* Selected excerpt

————

Tesla Fans Beware: Sobering Report Ahead

International Business Times

Published Sep 17, 2014 05:35PM ET

Updated Sep 17, 2014 06:00PM ET

Tesla Fans Beware: Sobering Report Ahead

By Angelo Young - When Tesla (NASDAQ:TSLA) CEO Elon Musk announced his company’s $5 billion “Gigafactory” near Reno, Nevada, last month, he promised that the massive facility would help the electric carmaker bring down battery-cell costs and continue to transform the automobile industry.

But a new report from Advanced Automotive Batteries of Oregon House, California, warns that some of Tesla’s goals may be harder to reach than the company is letting on. Not only will competitors step up with improved longer-range, less costly low-energy battery cells to challenge the lower-cost Tesla Model 3, but the report predicts the car that’s supposed to bring Tesla to the masses will either get shorter range than expected or will cost more than the $35,000 price target Tesla is aiming for. 

“I used my best understanding to project the likely course of events in the next 3-5 years based on input from many industry veterans. Nobody can predict the future; we can just analyze the issues at hand,” Menahem Anderman of AAB told International Business Times in an email Wednesday.

Anderman says in his report that it’s unlikely Tesla will be able to bring down the cost of its EV battery packs, which are measured in dollars per kilowatt hour, enough to deliver a Model 3 with more than 200 miles per charge (mpc). Most industry analysts believe in order to offer less expensive electric vehicles powered by these high-energy cells, the price needs to drop below $200 per kWh. The extended-range Telsa Model S is powered by an 85 kWh battery pack, which give it 265 mpc compared to the Nissan Leaf’s 24 kWh with 84 mpc.

Anderman, who correctly predicted years ago U.S. government efforts to stimulate a lithium-ion battery manufacturing industry in Michigan, says in his report that bringing the cost of electric car batteries below $200 per kWh is “unlikely before 2020.”

————

(Photo-based referring expression data)
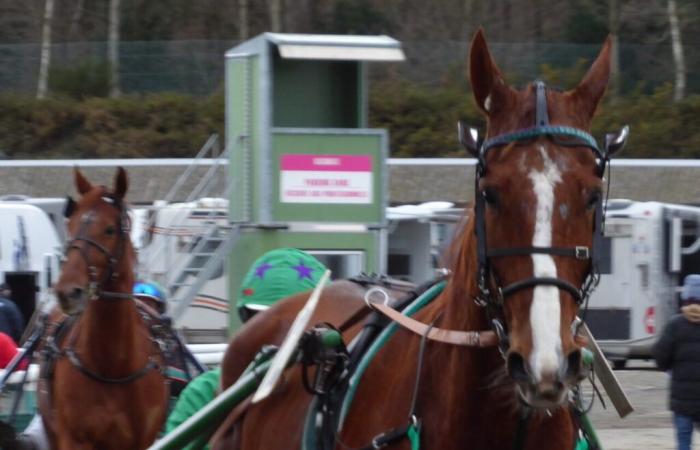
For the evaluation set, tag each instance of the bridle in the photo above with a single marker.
(95, 287)
(491, 294)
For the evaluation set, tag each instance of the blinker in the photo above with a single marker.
(69, 207)
(614, 142)
(469, 138)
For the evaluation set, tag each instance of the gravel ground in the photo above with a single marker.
(649, 426)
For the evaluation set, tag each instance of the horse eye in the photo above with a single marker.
(593, 199)
(490, 196)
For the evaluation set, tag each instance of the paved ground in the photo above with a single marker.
(649, 426)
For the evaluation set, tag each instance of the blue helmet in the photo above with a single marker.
(150, 291)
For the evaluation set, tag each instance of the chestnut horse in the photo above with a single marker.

————

* Task requirements
Tell whether each statement agrees with the article on Tesla's battery costs. For each, answer yes or no and quote the words that decide it. (a) The Gigafactory that Musk announced is near Reno, Nevada. (b) Anderman's report judges it likely that electric car battery costs will fall below $200 per kWh before 2020. (c) The Nissan Leaf has a larger battery pack than the extended-range Model S.

* Solution to this exercise
(a) Yes: "$5 billion “Gigafactory” near Reno, Nevada"
(b) No: "bringing the cost of electric car batteries below $200 per kWh is “unlikely before 2020.”"
(c) No: "powered by an 85 kWh battery pack" and "the Nissan Leaf’s 24 kWh"